# Text section
The Julian calendar reform meant that observation of the stars became unnecessary. When the celestial and civil years are in harmony with one another, particular events in the human calendar reliably take place on a certain date in the cosmic year, and a mental database of constellations is no longer needed in order to know when to plant or harvest. In the Roman calendar after 46 b.c., the Parilia, Vinalia, and other agricultural festivals could be relied upon to fall at the correct season for their celebration. Nonetheless, the Romans retained the tradition of celestial relative chronology at least until the fourth century a.d. Roman interest in Aratean celestial chronology begins with Cicero's Aratea, his translation of Aratus, in the first century b.c., and continues, via Virgil's use of Aratus for his farmer's calendar in Book 1 of the Georgics, and Germanicus' Phaenomena (c. a.d. 17), to Avienus in the fourth century, and into the Middle Ages via the Aratus Latinus.
Cicero himself provides clear evidence that Aratean celestial chronology straddled the period of calendar reform: he wrote the Aratea as a youth in c. 89 b.c., about eight years before his first legal case, the Pro Quinctio (81), but quoted it again as a mature philosopher, in the second book of the De Natura Deorum, written in 45 b.c. Balbus, the Stoic speaker in the D.N.D., having quoted a large chunk of the Aratea at 2.104-15 to illustrate the providential arrangement of the stars (see below), may refer shortly afterwards to the calendar reform (2.153):
Quid vero? Hominum ratio non in caelum usque penetravit? Soli enim ex animantibus nos astrorum ortus, obitus, cursusque cognovimus, ab hominum genere finitus est dies, mensis, annus, defectiones solis et lunae cognitae praedictaeque in omne posterum tempus, quae, quantae, quando futurae sint.

# Extracted records
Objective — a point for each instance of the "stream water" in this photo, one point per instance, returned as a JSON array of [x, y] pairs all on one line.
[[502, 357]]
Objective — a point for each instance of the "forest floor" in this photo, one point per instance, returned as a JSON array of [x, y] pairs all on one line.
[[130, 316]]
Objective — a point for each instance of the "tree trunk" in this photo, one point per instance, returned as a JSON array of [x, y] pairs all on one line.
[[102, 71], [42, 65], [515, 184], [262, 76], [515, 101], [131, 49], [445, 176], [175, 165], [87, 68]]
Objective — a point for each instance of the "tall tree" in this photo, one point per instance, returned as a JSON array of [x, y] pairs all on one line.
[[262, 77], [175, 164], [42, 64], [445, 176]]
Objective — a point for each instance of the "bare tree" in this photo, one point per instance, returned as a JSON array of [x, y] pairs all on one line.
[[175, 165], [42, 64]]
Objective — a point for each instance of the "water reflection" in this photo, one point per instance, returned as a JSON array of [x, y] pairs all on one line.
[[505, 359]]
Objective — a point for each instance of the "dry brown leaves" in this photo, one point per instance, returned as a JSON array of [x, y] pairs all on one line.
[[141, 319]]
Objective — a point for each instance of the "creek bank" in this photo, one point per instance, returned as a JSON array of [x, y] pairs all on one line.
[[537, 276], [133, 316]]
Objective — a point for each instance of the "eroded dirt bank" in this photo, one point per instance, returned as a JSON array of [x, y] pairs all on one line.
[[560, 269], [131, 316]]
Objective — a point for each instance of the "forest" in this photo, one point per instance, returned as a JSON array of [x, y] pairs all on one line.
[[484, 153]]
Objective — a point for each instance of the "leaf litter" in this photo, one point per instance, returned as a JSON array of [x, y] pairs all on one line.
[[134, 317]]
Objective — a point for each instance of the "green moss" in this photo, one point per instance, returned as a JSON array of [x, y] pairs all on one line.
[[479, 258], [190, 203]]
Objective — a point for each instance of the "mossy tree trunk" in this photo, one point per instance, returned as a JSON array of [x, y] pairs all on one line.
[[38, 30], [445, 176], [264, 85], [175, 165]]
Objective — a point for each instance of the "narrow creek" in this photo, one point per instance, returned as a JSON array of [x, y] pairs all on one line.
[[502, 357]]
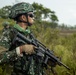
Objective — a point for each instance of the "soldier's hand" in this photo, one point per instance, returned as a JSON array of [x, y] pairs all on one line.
[[28, 49]]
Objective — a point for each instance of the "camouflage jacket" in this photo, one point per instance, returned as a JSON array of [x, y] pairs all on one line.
[[25, 65]]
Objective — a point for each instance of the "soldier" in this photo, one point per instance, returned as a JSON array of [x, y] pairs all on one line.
[[5, 33], [5, 25], [27, 63]]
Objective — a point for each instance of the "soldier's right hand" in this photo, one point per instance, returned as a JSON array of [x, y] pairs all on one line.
[[28, 49]]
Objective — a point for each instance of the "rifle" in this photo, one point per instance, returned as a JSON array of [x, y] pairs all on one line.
[[41, 49]]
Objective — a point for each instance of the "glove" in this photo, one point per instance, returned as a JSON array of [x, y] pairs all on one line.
[[28, 49]]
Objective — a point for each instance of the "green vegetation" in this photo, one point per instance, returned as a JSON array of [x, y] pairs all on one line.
[[53, 36]]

# Work instructions
a. According to the calendar passage, why did observing the stars become unnecessary after the Julian reform?
b. Update everything in the calendar passage from "Cicero himself provides" down to "quando futurae sint.", changing "mature" to "seasoned".
c. Which written works does the calendar passage name by title?

# Answers below
a. Once the celestial and civil years were in harmony, particular events in the human calendar reliably fell on a certain date in the cosmic year. A mental database of constellations was therefore no longer needed to know when to plant or harvest.

b.
Cicero himself provides clear evidence that Aratean celestial chronology straddled the period of calendar reform: he wrote the Aratea as a youth in c. 89 b.c., about eight years before his first legal case, the Pro Quinctio (81), but quoted it again as a seasoned philosopher, in the second book of the De Natura Deorum, written in 45 b.c. Balbus, the Stoic speaker in the D.N.D., having quoted a large chunk of the Aratea at 2.104-15 to illustrate the providential arrangement of the stars (see below), may refer shortly afterwards to the calendar reform (2.153):
Quid vero? Hominum ratio non in caelum usque penetravit? Soli enim ex animantibus nos astrorum ortus, obitus, cursusque cognovimus, ab hominum genere finitus est dies, mensis, annus, defectiones solis et lunae cognitae praedictaeque in omne posterum tempus, quae, quantae, quando futurae sint.

c.
Aratea
Georgics
Phaenomena
Aratus Latinus
Pro Quinctio
De Natura Deorum